**TASK SET:**
1. In the patch thread below, on what date and at what time did Thinh Nguyen send this reply?
2. Translate the patch title "Clear DWC3_EVENT_PENDING when count is 0" from the patch thread below into Spanish.
3. Write what comes next in the patch thread below, starting after its last line.

─── EXCERPT

Re: [PATCH] usb: dwc3: Clear DWC3_EVENT_PENDING when count is 0

From: Thinh Nguyen
Date: Tue Jan 10 2023 - 19:01:32 EST


On Tue, Jan 10, 2023, Linyu Yuan wrote:
>
> On 1/10/2023 11:13 AM, Linyu Yuan wrote:
> >
> > On 1/10/2023 11:05 AM, Linyu Yuan wrote:
> > >
> > > On 1/10/2023 10:53 AM, Thinh Nguyen wrote:
> > > > On Tue, Jan 10, 2023, Linyu Yuan wrote:
> > > > > On 1/10/2023 2:28 AM, Thinh Nguyen wrote:
> > > > > > On Fri, Jan 06, 2023, Linyu Yuan wrote:
> > > > > > > On 1/5/2023 5:54 PM, 정재훈 wrote:
> > > > > > > > > -----Original Message-----
> > > > > > > > > From: Linyu Yuan [mailto:quic_linyyuan@xxxxxxxxxxx]
> > > > > > > > > Sent: Thursday, January 5, 2023 12:35 PM
> > > > > > > > > To: JaeHun Jung; Felipe Balbi; Greg Kroah-Hartman; Thinh Nguyen
> > > > > > > > > Cc: open list:USB XHCI DRIVER; open list;
> > > > > > > > > Seungchull Suh; Daehwan Jung
> > > > > > > > > Subject: Re: [PATCH] usb: dwc3: Clear
> > > > > > > > > DWC3_EVENT_PENDING when count is 0
> > > > > > > > >
> > > > > > > > >
> > > > > > > > > On 1/5/2023 11:29 AM, Linyu Yuan wrote:
> > > > > > > > > > On 1/2/2023 1:08 PM, JaeHun Jung wrote:
> > > > > > > > > > > Sometimes very rarely, The count is
> > > > > > > > > > > 0 and the DWC3 flag is set has
> > > > > > > > > > > status.

──────
─── COLLECTED MATERIAL

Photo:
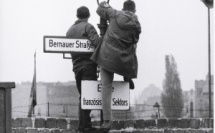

──────

**PER-TASK OUTPUTS:**
1. Tue Jan 10 2023 - 19:01:32 EST

2. Borra DWC3_EVENT_PENDING cuando el recuento es 0.

3.
> > > > > > > > > > > It must not have these status.
> > > > > > > > > > > Because, It can make happen
> > > > > > > > > > > interrupt
> > > > > > > > > > > storming status.
> > > > > > > > > > could you help explain without clear the
> > > > > > > > > > flag, how interrupt storming
> > > > > > > > > > happen ?
> > > > > > > > > >
> > > > > > > > > > as your change didn't touch any hardware
> > > > > > > > > > register, i don't know how it
> > > > > > > > > > fix storming.
> > > > > > > > > >
> > > > > > > > H/W interrupts are still occur on IP.
> > > > > > > I guess we should fix it from IP layer.
> > > > > > >
> > > > > > How are you certain the problem is from IP layer?
> > > > > I think all IRQ is from DWC3 controller IP. if it is not IP
> > > > > layer, could you
> > > > > share how to prevent from SW layer ?
> > > > >
> > > > > seem IRQ can happen when event count is zero ,  why this can
> > > > > happen ? does
> > > > > it mean event count register is not trust ?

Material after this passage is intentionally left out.